Saved entries:
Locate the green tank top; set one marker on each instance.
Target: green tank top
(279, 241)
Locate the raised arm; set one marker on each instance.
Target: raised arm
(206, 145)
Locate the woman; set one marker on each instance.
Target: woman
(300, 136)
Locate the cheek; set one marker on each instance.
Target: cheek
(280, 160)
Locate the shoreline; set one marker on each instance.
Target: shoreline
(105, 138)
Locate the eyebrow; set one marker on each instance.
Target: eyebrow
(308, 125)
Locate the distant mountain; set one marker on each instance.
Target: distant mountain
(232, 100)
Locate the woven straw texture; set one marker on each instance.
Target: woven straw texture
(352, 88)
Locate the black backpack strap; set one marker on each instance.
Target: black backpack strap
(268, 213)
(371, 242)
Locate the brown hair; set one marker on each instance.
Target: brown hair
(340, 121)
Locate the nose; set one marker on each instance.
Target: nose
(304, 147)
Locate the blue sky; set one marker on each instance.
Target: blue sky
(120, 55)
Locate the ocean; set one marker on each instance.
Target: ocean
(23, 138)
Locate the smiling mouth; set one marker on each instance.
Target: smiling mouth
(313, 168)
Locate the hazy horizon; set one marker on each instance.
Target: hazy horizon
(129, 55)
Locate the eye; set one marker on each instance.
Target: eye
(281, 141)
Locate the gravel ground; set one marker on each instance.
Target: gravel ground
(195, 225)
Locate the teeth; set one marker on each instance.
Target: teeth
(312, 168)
--
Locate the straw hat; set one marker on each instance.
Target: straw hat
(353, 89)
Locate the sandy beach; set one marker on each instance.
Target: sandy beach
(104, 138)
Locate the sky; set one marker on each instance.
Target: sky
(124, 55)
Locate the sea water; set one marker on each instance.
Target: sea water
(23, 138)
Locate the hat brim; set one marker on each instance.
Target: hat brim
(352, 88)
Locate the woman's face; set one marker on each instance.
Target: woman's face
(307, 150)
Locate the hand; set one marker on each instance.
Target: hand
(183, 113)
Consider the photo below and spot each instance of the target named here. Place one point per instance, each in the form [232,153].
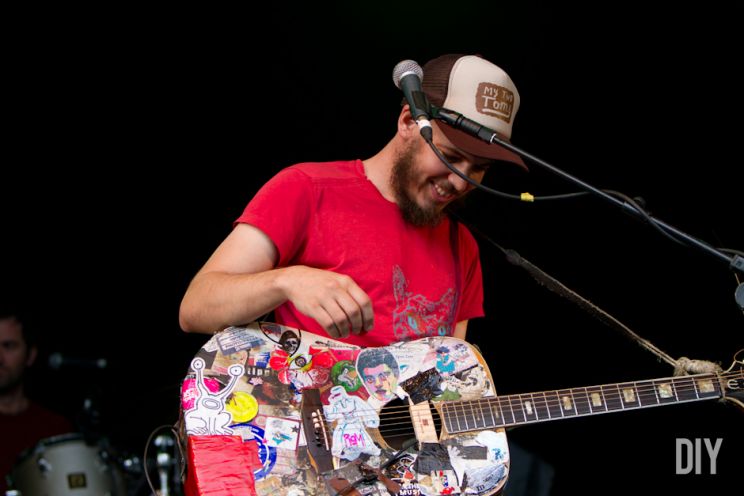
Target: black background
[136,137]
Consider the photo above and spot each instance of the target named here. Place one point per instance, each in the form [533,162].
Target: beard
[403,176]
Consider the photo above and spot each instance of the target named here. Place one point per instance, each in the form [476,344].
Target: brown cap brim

**WHAT IS NEEDED:**
Say how many lines in the records hold "above", with the number as the whole reply.

**REPLY TO THE TASK:**
2